Problem: Which lines in the items below contain the word "arcade"? Pick out each of them and copy it.

Data entries:
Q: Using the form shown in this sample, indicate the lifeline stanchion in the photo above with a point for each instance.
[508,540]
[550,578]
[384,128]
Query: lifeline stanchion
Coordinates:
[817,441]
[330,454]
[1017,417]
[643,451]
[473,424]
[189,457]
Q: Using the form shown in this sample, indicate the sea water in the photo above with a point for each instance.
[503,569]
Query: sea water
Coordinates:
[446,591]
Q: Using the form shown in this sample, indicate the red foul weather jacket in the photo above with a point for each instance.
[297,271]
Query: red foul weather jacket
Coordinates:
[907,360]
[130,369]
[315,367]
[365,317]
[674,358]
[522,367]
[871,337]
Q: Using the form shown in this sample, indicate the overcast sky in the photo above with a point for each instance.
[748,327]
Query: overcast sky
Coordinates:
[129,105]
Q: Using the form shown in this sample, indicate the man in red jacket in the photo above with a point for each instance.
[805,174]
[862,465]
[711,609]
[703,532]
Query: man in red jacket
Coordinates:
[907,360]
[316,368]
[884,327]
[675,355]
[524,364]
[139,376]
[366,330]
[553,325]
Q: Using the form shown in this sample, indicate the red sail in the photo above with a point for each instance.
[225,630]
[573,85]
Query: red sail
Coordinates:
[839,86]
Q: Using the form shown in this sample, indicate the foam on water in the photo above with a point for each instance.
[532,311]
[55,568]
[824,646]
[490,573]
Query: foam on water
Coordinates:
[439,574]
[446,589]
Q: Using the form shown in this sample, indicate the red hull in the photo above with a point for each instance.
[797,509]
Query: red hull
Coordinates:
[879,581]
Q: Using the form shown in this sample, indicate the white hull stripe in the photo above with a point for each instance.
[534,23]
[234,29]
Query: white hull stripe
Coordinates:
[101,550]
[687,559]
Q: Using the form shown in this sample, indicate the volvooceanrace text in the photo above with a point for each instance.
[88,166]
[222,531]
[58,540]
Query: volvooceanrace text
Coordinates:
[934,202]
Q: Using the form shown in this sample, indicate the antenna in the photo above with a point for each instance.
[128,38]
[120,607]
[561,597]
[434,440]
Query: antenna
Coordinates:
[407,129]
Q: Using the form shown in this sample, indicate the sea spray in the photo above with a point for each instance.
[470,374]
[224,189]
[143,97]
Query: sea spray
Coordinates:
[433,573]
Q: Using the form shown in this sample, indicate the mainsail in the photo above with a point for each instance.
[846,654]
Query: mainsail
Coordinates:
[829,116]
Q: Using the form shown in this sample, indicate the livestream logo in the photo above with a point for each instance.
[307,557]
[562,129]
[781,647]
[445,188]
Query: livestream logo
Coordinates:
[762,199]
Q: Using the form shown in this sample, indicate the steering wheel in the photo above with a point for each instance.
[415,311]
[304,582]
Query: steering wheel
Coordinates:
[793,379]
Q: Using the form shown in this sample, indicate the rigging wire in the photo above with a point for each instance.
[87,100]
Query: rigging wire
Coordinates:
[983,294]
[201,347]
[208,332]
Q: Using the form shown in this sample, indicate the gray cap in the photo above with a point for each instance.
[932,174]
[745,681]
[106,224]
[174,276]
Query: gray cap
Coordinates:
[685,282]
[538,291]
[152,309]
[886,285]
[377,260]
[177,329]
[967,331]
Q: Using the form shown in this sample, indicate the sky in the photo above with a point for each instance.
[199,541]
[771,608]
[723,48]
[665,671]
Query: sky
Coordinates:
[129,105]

...

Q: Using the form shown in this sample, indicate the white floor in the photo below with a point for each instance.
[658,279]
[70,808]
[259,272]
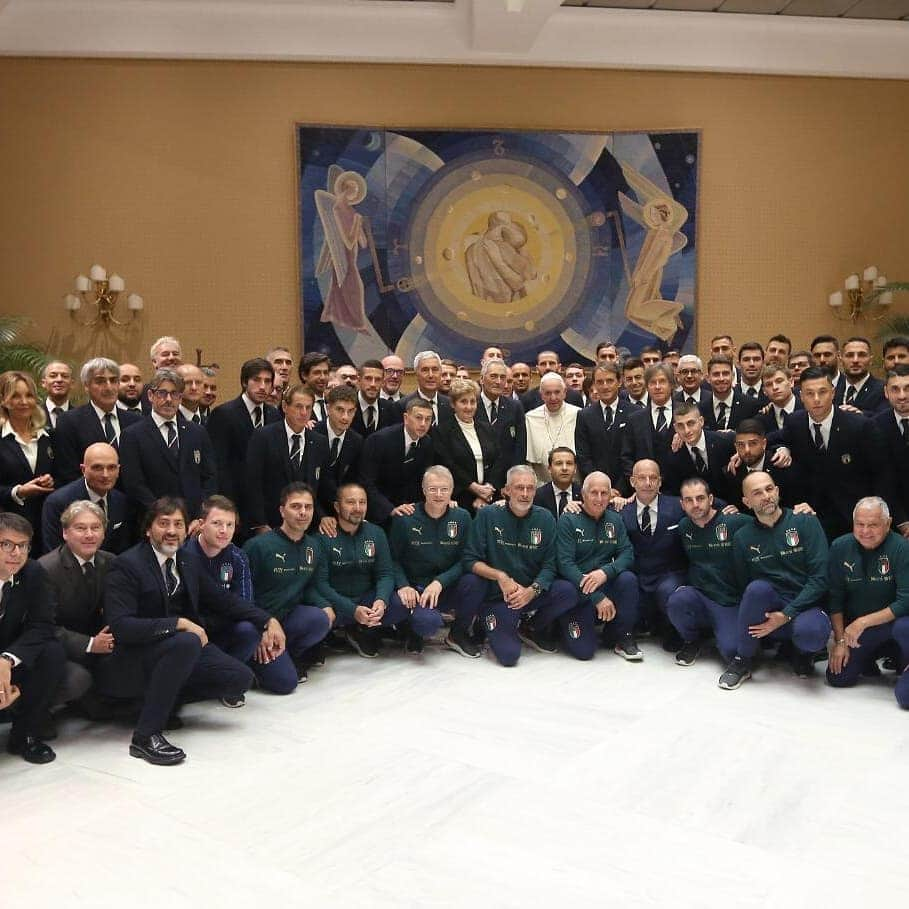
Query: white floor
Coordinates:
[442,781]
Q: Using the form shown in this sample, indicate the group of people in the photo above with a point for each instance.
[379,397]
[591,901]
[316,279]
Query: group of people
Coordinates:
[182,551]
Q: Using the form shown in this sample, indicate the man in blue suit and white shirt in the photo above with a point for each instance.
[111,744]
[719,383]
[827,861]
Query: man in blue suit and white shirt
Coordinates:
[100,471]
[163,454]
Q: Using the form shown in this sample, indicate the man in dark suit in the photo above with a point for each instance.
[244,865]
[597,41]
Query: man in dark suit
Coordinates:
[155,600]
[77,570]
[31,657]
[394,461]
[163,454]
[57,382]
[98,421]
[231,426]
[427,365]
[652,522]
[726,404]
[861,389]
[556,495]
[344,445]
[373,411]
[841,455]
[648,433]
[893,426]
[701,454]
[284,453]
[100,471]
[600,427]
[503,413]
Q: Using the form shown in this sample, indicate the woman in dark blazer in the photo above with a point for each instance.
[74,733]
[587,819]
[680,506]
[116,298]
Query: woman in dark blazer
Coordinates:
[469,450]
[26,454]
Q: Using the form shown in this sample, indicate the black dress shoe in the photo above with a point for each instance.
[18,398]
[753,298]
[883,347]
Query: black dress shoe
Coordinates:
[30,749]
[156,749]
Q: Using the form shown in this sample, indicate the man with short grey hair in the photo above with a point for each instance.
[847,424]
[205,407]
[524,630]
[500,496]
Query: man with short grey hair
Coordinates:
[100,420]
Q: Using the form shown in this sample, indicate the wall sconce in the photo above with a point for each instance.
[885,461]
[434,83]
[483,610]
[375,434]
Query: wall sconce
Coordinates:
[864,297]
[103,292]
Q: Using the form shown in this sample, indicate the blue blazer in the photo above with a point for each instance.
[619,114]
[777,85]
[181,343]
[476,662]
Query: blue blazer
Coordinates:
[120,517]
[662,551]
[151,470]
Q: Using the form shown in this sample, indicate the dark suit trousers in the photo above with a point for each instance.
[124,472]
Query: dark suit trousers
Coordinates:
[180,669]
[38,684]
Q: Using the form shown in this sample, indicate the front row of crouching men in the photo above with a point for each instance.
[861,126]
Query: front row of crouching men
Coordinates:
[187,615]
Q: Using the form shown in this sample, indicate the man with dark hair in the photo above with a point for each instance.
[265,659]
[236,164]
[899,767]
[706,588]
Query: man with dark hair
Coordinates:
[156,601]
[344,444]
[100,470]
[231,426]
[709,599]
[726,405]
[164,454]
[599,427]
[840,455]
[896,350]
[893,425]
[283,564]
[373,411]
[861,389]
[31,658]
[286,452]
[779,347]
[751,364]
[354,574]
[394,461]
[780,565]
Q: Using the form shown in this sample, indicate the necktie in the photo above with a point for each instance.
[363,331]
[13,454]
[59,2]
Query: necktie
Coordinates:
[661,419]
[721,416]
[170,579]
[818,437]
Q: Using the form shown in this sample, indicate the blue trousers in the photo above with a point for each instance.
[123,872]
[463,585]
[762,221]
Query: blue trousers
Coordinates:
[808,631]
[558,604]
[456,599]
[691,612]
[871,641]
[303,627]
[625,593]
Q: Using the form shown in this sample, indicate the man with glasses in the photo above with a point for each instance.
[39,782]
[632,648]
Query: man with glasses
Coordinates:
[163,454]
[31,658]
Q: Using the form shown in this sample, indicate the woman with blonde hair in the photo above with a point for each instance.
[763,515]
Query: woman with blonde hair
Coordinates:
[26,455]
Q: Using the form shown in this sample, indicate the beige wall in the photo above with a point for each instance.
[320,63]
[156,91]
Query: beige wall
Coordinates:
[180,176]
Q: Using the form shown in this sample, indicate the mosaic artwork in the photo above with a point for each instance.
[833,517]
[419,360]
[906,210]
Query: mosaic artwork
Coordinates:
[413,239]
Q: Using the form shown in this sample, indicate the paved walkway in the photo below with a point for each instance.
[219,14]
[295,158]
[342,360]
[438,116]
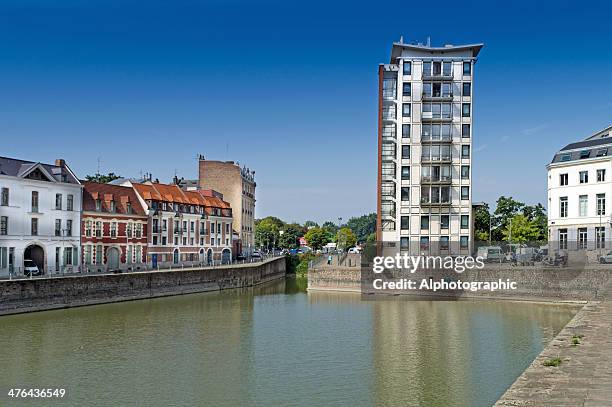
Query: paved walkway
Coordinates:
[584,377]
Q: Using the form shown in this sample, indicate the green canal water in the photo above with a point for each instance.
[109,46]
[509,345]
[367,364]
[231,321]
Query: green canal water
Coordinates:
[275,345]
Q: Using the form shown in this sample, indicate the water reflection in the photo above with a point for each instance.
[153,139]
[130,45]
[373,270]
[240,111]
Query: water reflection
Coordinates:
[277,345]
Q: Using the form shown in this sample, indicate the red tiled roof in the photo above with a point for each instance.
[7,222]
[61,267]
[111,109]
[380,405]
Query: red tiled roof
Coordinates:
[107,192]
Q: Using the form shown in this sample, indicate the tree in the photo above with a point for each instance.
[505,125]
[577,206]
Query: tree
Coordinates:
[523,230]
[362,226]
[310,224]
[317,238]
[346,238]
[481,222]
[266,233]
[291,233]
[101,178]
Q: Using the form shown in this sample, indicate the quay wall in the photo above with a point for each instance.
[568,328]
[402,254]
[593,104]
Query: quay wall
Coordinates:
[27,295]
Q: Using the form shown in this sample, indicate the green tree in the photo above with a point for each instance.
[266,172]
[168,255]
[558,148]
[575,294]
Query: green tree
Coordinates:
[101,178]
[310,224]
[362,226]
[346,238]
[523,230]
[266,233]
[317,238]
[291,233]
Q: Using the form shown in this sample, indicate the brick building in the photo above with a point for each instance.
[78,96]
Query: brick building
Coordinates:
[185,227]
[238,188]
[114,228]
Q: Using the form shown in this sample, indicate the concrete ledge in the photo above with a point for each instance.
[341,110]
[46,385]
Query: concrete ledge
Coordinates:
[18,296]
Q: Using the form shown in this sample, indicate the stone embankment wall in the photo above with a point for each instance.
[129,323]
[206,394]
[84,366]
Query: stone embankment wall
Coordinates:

...

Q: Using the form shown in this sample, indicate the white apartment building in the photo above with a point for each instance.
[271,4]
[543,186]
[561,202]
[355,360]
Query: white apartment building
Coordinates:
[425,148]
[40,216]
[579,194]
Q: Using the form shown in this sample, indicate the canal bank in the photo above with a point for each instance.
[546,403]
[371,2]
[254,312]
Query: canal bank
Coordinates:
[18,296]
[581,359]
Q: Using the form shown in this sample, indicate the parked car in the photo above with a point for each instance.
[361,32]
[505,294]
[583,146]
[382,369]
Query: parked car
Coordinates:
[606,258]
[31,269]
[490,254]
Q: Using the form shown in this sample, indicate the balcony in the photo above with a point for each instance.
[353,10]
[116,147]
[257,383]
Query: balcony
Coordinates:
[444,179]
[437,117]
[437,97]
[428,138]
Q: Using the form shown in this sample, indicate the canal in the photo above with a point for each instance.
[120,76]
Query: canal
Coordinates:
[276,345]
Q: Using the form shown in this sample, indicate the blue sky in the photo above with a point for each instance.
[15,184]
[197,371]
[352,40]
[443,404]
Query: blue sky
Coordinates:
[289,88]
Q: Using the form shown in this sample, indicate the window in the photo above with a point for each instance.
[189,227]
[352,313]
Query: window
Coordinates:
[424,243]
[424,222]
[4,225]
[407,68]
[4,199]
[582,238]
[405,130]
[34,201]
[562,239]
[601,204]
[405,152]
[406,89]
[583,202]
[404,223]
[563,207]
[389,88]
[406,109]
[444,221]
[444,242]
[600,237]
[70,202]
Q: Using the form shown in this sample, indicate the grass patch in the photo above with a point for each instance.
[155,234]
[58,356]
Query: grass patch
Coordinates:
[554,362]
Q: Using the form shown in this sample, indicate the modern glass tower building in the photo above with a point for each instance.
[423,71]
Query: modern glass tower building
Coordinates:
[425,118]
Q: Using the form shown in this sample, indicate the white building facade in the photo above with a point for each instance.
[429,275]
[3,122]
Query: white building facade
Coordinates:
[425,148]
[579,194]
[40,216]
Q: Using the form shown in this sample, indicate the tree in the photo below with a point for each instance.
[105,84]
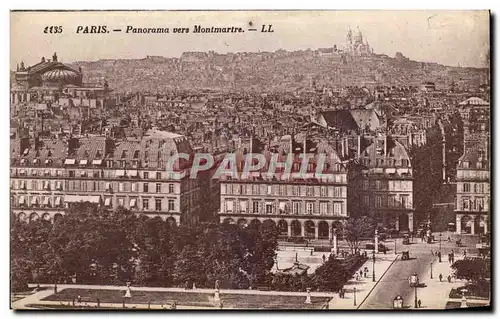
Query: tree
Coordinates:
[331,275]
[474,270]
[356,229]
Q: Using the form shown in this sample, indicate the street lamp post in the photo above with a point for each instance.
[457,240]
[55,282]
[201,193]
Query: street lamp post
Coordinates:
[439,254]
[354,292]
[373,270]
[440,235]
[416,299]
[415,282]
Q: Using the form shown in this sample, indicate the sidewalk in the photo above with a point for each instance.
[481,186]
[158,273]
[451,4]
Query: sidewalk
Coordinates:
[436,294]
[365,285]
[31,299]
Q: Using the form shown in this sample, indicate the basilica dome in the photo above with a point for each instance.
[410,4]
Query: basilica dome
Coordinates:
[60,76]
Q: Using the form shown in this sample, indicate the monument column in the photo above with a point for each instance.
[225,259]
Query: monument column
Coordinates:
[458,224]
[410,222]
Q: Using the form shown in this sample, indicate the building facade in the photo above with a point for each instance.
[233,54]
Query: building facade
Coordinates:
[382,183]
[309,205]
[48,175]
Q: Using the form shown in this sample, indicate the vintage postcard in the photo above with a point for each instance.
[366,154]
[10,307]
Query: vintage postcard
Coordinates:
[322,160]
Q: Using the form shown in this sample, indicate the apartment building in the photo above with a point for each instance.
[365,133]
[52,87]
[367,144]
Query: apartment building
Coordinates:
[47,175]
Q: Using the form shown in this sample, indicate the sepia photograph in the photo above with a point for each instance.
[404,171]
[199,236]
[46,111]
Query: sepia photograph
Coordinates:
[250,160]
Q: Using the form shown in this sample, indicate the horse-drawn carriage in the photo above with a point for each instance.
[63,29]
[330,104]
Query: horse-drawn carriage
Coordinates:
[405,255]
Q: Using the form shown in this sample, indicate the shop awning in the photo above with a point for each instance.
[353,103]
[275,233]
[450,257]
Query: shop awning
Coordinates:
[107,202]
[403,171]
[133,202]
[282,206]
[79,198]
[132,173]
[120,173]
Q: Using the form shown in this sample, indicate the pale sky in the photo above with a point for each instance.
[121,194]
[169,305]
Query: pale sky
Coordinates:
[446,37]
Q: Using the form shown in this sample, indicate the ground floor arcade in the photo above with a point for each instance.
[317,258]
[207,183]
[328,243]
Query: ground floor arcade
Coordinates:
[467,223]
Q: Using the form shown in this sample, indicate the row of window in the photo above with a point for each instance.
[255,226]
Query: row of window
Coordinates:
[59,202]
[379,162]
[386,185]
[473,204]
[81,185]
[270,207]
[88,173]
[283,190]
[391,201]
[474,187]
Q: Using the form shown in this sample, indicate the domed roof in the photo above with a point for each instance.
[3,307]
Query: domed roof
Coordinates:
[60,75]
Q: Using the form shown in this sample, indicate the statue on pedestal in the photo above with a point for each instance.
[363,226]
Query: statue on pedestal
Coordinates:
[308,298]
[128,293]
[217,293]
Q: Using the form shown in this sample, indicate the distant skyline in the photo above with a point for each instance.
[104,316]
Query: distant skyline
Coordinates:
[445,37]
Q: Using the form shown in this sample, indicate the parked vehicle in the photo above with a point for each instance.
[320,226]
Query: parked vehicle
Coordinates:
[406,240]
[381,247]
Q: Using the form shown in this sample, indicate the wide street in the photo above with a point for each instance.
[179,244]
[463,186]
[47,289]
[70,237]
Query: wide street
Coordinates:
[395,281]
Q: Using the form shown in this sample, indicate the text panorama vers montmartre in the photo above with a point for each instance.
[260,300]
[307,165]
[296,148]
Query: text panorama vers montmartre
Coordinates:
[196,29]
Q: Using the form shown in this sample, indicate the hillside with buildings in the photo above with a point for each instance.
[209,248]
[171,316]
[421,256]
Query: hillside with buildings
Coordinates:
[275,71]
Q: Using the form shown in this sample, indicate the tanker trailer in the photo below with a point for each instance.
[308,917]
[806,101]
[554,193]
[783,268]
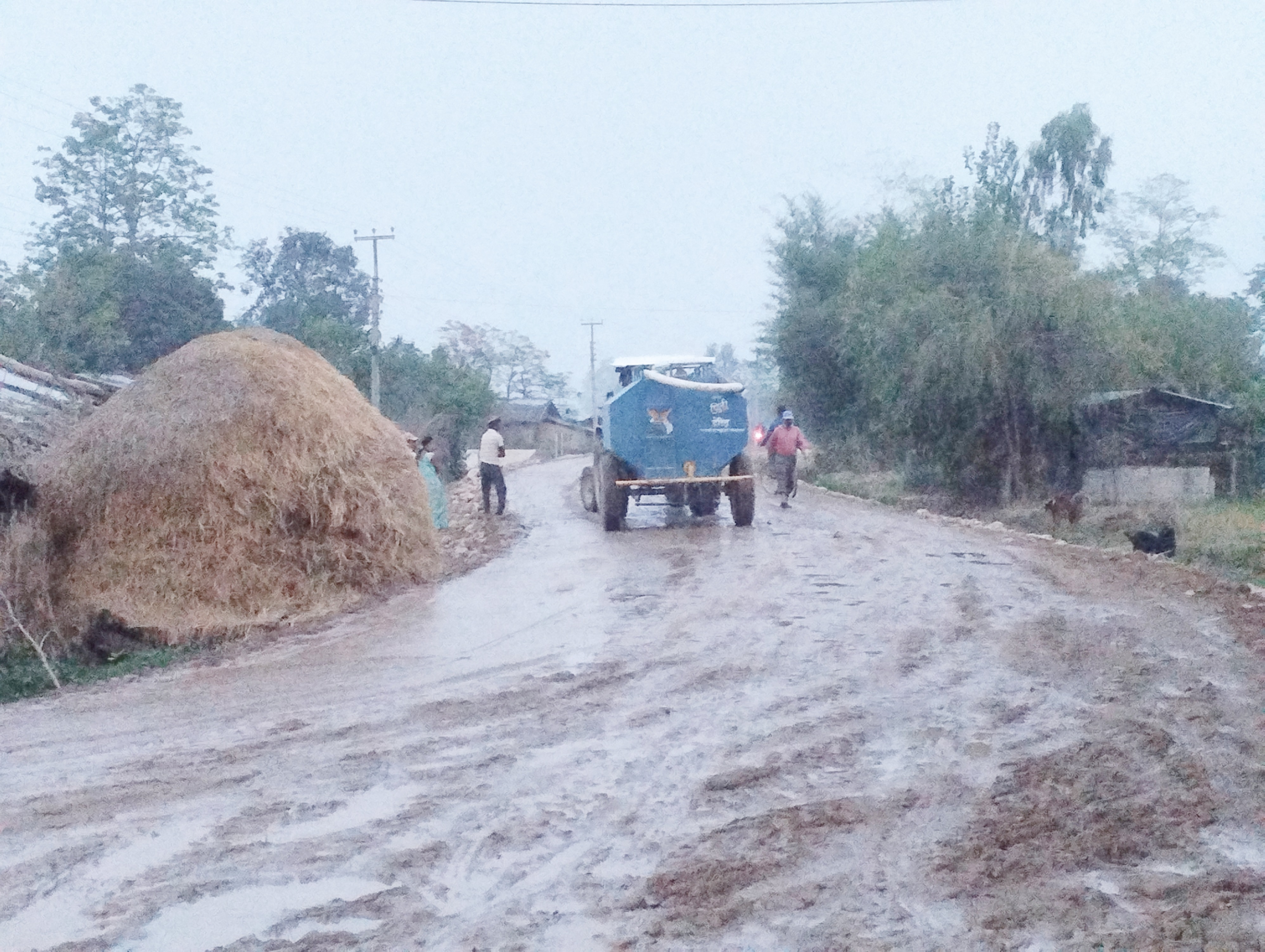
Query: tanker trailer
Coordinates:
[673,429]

Complete output:
Q: Using the form shown in this sample, indicate the ground floor arcade in the photo above with a point for each instance.
Query: ground floor arcade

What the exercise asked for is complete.